Required work
Once you find a line containing the word "road" in the entries below, copy it.

Data for processing
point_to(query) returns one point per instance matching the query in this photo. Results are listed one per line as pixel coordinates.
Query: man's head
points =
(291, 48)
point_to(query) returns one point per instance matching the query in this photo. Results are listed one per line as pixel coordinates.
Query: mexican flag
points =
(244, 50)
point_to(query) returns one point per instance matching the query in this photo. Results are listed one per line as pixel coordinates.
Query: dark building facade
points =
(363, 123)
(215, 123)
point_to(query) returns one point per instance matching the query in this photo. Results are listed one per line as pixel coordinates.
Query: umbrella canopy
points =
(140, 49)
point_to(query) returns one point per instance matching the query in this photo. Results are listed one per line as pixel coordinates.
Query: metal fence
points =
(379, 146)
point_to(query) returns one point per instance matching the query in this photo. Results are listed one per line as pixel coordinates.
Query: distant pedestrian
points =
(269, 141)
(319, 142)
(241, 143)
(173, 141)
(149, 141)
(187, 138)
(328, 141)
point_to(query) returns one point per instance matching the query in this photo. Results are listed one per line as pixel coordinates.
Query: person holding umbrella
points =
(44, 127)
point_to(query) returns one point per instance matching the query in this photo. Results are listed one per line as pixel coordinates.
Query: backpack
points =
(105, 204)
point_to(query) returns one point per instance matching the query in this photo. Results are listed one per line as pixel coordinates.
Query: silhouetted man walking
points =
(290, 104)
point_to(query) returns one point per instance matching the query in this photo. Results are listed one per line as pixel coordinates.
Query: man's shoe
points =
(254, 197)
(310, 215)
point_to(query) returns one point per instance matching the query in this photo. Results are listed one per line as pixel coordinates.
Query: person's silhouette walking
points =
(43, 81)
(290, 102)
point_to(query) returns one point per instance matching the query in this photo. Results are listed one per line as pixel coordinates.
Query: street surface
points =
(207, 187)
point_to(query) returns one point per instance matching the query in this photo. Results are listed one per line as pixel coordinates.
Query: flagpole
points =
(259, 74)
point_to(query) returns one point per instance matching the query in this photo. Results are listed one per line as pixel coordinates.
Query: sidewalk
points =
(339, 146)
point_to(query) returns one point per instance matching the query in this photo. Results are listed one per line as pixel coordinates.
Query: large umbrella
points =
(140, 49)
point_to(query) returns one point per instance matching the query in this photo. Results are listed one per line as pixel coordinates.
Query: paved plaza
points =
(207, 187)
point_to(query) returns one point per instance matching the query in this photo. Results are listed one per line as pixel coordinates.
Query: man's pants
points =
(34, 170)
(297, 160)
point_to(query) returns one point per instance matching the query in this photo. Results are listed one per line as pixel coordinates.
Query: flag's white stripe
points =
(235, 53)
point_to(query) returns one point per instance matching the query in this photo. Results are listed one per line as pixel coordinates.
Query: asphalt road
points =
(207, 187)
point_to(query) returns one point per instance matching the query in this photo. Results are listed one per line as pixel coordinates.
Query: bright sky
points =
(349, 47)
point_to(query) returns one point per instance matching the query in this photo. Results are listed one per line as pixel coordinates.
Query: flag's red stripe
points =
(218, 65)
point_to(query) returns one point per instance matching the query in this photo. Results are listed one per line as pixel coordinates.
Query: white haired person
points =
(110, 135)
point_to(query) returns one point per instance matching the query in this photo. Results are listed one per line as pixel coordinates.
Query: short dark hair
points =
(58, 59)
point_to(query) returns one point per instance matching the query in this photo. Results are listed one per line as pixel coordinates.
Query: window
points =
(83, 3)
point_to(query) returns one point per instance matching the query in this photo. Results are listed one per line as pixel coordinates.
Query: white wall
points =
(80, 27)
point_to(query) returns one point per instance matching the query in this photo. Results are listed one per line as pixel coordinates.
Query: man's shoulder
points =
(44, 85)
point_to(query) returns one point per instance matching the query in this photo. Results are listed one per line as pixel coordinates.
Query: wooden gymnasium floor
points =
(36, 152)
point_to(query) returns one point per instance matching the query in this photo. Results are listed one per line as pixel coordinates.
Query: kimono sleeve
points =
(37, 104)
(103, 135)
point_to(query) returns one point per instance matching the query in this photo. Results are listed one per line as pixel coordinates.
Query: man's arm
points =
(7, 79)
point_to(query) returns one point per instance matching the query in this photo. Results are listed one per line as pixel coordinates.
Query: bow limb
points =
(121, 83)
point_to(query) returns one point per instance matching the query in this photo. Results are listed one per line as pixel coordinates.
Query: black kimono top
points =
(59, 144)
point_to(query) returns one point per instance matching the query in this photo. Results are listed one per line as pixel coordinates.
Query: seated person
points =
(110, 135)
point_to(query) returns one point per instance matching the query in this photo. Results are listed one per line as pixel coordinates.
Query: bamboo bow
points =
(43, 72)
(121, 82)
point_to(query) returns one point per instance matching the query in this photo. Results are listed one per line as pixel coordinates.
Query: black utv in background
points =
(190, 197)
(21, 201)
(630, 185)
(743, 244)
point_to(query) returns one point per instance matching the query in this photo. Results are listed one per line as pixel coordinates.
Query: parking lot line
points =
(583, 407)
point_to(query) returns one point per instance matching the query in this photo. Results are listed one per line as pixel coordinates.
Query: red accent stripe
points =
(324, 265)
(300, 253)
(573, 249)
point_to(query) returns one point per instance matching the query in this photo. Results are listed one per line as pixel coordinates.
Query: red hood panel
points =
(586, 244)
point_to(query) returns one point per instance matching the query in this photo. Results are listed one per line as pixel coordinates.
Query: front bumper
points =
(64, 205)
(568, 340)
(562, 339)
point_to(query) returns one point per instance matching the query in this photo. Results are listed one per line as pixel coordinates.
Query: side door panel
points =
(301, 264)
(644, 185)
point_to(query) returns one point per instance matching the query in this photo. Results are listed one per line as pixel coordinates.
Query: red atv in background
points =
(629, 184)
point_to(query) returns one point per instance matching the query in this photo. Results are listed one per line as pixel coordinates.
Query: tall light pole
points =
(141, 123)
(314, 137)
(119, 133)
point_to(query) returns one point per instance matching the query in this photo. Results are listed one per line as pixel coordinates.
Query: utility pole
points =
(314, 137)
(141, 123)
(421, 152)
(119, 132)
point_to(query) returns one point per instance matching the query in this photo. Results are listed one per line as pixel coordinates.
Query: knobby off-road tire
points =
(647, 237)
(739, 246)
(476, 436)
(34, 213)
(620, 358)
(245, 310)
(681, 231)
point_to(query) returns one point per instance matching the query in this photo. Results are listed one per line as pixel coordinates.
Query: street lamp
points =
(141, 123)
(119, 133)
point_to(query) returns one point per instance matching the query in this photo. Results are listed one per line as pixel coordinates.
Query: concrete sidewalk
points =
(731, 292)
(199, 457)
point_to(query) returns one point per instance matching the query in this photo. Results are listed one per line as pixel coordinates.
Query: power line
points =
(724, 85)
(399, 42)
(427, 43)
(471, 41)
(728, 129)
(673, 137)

Task output
Query: asphalt road
Query: knobby off-road tire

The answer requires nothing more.